▸ **WORK REQUIRED**: Do any lines in the data below contain "wooden"? If so, copy every one of them.

▸ **DATA FOR THIS TASK**:
────────────────────

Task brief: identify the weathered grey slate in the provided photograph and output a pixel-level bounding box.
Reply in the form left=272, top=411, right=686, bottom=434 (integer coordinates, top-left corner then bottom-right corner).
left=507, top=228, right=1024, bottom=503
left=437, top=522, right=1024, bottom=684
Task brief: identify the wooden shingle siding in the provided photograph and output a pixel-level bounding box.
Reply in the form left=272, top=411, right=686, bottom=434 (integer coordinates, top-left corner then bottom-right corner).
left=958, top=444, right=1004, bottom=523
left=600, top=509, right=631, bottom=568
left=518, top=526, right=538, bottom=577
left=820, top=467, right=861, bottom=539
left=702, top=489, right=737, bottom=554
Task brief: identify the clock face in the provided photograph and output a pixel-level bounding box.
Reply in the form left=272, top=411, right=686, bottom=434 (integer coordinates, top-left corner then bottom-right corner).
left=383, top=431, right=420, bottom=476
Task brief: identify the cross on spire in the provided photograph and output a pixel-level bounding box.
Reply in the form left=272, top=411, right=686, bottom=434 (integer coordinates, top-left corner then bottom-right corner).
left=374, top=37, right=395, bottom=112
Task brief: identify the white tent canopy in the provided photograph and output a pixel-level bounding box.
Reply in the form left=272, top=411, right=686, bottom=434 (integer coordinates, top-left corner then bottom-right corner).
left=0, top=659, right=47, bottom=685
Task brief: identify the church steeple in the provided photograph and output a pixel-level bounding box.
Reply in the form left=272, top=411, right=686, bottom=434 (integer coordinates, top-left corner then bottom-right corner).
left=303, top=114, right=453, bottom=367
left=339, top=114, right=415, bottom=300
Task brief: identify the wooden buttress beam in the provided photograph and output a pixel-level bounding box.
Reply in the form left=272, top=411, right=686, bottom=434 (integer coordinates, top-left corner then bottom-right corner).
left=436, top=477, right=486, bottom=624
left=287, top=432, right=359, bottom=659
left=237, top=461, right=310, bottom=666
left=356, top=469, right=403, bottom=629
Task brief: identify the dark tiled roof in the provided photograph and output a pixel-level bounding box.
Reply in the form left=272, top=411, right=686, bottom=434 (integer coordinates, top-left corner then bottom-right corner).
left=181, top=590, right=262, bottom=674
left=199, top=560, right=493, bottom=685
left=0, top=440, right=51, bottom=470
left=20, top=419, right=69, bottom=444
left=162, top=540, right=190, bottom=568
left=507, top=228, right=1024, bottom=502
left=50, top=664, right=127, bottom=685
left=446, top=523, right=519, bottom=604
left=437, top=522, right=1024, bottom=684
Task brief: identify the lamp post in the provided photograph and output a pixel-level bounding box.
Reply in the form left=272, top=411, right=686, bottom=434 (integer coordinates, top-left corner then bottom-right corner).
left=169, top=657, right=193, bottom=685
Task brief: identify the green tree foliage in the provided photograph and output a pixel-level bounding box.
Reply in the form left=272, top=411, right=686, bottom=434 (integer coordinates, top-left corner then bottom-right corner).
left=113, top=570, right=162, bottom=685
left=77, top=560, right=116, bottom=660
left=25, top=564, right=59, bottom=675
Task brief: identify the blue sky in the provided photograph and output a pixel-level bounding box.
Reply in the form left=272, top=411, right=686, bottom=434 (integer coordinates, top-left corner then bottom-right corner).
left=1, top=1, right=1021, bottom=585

────────────────────

▸ **ANSWER FOR THIS EXERCISE**:
Task brief: identify the wooden shingle siding in the provided photograph and output a pixel-level bounding box.
Task brief: identify the wooden buttress beam in the provided photograph and output a pixel-level bounding box.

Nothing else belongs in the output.